START DATASET EXTRACT
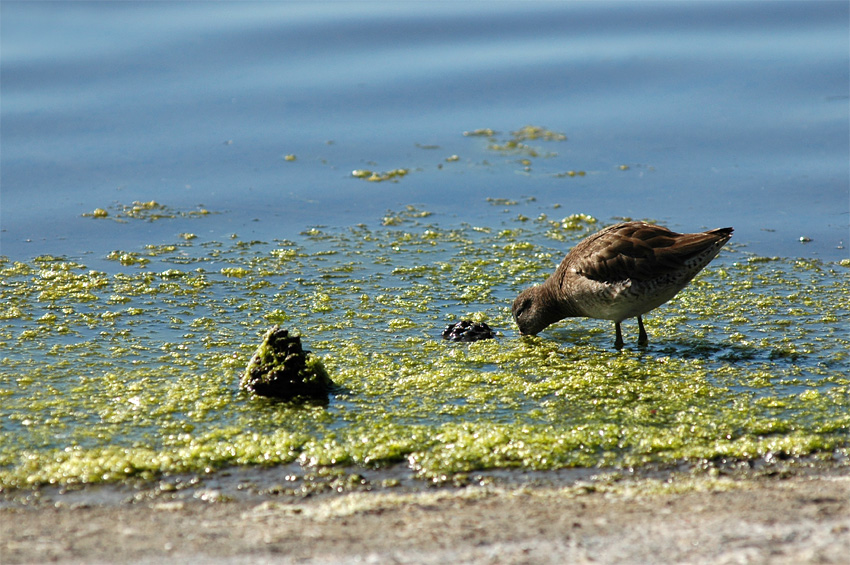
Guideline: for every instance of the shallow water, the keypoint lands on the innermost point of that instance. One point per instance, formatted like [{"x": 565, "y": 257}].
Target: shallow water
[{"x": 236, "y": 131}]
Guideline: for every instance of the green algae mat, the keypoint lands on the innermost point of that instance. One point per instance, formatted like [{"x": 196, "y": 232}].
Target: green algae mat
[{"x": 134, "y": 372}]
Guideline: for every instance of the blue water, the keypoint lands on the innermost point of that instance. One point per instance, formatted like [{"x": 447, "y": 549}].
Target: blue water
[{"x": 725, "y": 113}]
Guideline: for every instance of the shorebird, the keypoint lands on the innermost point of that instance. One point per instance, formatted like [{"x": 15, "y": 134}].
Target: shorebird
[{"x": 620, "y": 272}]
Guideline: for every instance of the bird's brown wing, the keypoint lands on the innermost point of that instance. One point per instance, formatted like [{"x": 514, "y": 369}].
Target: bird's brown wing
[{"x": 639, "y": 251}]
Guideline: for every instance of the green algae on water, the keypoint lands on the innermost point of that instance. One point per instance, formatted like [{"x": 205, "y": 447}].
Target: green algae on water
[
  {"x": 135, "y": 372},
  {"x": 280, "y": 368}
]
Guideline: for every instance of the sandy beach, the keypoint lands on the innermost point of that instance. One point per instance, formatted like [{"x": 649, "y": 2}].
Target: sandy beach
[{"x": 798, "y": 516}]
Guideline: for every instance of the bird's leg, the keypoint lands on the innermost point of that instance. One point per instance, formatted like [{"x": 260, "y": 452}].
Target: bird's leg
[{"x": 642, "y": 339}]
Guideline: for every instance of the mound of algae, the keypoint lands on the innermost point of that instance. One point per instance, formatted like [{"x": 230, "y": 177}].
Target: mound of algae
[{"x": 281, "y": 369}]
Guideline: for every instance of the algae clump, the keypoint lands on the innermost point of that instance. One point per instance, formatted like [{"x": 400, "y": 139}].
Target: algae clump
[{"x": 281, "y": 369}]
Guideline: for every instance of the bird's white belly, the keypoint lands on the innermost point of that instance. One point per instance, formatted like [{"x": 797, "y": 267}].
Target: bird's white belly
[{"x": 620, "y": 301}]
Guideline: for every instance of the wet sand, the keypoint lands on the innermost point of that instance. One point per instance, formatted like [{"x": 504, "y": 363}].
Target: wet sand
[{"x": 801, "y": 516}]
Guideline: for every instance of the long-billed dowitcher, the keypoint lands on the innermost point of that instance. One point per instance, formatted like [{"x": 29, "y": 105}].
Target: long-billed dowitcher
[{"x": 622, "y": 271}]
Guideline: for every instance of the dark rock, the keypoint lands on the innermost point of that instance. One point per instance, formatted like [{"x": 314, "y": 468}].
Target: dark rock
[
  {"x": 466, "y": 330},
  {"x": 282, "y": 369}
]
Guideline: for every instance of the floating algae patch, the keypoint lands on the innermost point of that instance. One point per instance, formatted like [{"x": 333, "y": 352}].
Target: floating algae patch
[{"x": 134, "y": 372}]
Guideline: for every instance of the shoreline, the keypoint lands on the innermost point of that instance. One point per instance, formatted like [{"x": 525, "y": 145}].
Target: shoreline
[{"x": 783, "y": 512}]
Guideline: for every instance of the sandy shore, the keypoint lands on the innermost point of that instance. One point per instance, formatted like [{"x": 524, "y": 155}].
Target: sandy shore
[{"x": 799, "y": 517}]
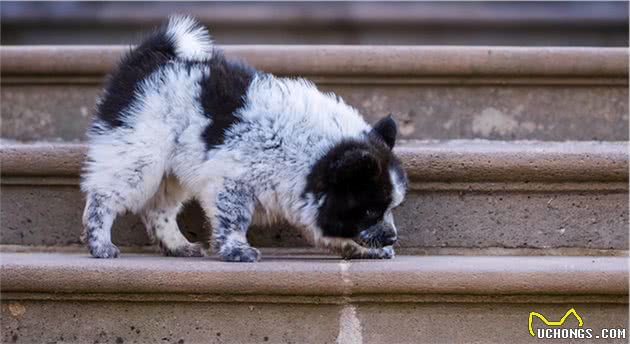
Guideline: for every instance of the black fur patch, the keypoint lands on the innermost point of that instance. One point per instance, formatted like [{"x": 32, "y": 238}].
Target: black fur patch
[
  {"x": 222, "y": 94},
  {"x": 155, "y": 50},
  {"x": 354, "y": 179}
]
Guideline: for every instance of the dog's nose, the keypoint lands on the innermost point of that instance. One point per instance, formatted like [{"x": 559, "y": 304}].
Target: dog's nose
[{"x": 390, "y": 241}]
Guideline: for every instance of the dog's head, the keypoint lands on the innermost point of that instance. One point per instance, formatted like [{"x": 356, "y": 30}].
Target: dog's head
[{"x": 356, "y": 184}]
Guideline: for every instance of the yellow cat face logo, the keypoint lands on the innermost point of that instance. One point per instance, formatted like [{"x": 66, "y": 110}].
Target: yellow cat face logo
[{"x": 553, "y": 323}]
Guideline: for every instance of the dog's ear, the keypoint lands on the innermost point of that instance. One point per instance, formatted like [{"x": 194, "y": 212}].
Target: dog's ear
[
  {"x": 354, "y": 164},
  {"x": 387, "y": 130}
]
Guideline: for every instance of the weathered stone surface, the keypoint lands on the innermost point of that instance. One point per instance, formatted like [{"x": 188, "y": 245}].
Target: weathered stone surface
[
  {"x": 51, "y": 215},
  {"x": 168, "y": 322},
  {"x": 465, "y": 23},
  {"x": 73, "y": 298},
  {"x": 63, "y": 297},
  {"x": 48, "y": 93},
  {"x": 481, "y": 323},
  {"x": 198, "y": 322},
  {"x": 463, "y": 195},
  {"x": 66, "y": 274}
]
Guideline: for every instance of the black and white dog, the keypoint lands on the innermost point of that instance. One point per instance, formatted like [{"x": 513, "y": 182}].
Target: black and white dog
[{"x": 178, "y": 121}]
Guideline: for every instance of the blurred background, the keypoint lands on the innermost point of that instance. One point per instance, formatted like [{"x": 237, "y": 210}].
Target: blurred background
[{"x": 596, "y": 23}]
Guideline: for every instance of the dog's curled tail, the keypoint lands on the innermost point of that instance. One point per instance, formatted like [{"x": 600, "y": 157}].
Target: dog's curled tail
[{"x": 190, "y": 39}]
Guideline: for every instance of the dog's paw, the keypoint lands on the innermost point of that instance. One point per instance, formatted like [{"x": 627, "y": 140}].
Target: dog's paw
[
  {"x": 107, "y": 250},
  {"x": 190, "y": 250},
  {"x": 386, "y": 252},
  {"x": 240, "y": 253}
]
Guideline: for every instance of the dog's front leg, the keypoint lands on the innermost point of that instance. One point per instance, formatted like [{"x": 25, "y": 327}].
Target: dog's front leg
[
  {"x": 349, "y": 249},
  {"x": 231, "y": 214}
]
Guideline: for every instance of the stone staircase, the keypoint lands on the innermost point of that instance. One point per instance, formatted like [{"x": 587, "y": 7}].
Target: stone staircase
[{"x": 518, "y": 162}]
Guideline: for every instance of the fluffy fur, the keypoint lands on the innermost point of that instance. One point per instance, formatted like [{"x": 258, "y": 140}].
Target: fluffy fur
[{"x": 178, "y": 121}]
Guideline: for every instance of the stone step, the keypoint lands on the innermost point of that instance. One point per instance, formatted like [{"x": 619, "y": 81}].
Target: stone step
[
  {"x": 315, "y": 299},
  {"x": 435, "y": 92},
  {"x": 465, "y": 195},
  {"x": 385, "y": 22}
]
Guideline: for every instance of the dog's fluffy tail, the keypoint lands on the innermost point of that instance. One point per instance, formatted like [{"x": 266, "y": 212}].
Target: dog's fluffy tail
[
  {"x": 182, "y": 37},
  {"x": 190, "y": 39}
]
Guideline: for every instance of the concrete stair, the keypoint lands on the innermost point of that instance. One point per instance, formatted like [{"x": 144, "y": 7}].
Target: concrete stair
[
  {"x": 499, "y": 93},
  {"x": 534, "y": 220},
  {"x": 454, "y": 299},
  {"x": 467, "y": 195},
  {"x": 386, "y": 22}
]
END DATASET EXTRACT
START DATASET EXTRACT
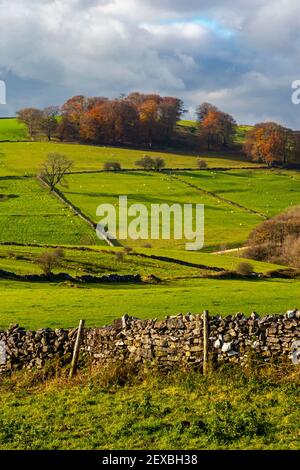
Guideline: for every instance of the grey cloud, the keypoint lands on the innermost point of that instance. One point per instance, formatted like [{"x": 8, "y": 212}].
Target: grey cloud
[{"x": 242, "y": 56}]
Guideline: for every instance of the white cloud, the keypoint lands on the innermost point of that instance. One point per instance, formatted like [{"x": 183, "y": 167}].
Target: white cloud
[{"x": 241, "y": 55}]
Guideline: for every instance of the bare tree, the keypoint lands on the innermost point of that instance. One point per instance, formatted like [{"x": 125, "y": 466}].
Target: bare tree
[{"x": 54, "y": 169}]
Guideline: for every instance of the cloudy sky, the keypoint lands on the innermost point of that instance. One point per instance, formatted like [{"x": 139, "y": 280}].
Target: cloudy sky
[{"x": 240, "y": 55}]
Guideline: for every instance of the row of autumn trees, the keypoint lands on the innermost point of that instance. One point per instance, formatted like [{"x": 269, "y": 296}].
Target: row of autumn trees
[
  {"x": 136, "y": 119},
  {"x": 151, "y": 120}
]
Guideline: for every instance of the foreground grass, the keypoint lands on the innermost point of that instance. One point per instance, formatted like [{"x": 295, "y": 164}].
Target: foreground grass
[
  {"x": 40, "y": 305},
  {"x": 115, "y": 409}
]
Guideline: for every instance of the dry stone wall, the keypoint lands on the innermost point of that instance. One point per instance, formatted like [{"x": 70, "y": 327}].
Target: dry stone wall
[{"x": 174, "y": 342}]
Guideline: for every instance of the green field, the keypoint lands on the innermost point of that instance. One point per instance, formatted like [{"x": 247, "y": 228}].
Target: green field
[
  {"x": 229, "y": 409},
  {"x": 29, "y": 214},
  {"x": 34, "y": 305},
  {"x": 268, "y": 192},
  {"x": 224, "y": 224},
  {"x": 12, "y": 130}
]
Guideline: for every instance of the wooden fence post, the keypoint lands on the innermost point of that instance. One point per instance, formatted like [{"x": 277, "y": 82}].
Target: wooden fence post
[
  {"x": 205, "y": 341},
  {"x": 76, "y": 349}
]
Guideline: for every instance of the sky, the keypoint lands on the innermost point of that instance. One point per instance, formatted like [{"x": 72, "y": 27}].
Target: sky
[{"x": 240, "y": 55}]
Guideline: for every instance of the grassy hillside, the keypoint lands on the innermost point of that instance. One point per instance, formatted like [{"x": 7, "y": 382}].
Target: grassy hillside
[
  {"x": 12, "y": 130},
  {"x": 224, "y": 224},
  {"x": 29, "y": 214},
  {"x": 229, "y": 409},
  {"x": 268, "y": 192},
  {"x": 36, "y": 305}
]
END DATASET EXTRACT
START DATASET EXTRACT
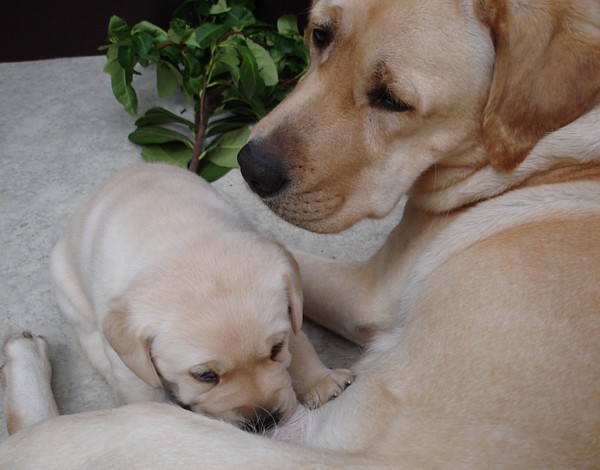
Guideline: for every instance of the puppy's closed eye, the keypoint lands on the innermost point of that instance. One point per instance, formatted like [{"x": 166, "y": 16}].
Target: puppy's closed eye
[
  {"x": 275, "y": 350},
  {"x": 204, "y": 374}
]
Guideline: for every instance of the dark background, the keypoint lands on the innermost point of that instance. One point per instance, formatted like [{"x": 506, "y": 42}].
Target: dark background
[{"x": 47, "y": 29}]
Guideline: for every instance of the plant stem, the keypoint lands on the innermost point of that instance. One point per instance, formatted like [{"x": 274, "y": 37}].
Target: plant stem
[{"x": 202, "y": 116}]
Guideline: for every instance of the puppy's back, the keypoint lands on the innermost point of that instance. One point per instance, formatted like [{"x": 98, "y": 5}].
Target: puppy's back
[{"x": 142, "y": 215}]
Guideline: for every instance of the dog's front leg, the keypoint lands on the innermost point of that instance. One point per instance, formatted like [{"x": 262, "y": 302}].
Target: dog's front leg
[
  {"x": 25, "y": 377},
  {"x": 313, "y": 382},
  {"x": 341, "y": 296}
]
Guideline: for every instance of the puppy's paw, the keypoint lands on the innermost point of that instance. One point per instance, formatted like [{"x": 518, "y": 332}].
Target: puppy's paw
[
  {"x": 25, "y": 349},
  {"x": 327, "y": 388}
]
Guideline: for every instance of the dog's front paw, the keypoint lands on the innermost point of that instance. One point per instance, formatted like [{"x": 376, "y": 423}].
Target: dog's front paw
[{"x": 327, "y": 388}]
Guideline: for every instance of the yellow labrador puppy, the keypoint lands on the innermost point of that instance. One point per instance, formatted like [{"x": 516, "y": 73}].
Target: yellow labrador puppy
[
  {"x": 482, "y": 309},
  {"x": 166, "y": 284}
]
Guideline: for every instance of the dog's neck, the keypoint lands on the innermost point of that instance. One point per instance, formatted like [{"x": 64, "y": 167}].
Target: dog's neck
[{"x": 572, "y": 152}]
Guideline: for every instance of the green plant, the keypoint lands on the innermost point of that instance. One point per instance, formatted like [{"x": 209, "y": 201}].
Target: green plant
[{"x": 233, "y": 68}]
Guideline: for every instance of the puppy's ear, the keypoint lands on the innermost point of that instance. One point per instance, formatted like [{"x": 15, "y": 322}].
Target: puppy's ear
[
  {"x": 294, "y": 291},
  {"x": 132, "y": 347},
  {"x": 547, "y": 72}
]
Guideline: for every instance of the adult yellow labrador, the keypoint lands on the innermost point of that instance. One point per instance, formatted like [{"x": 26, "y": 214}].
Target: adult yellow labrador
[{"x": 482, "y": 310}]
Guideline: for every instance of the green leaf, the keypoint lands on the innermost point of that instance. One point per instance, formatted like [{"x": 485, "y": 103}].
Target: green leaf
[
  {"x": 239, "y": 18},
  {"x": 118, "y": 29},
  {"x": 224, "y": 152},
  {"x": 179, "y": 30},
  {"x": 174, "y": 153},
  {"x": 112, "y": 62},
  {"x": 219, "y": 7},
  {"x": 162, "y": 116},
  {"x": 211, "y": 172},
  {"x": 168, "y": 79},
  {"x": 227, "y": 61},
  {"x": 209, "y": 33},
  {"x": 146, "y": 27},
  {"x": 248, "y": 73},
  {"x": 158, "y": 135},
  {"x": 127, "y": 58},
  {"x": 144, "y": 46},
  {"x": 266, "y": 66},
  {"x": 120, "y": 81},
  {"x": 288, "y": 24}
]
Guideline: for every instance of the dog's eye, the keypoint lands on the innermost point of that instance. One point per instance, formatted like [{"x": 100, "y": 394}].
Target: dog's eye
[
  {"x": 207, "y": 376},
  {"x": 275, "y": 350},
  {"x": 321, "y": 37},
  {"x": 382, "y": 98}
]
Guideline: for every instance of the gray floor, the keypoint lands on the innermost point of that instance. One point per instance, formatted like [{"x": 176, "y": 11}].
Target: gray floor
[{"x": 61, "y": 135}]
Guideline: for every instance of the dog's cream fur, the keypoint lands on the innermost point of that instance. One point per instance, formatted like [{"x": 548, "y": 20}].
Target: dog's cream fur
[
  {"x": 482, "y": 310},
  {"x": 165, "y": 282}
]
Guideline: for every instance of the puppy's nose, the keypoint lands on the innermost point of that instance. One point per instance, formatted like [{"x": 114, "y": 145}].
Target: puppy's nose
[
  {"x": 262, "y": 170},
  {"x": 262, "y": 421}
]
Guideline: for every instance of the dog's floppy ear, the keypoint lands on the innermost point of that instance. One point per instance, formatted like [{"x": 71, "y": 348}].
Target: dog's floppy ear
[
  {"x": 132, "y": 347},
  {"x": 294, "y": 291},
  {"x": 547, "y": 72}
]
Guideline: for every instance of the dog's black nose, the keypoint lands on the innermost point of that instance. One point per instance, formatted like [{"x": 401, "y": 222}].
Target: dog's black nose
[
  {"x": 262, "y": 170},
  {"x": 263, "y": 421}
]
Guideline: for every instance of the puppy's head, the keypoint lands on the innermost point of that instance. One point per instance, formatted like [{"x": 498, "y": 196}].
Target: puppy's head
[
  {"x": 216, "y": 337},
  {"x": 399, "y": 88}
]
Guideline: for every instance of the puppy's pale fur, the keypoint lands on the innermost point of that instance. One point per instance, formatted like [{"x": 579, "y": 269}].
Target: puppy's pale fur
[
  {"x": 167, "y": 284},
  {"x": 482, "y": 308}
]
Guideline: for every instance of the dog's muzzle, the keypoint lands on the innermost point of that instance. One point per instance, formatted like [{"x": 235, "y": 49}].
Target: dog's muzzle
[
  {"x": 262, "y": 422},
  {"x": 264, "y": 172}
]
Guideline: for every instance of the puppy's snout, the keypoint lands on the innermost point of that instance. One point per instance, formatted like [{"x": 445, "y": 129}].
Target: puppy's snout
END DATASET EXTRACT
WHAT YOU HAVE TO DO
Copy each line above that has the word "snout".

ANSWER AREA
Guideline: for every instance of the puppy's snout, the keypoint lands on the innermost point of that instance. One point per instance, formatted like [{"x": 445, "y": 129}].
Target: puppy's snout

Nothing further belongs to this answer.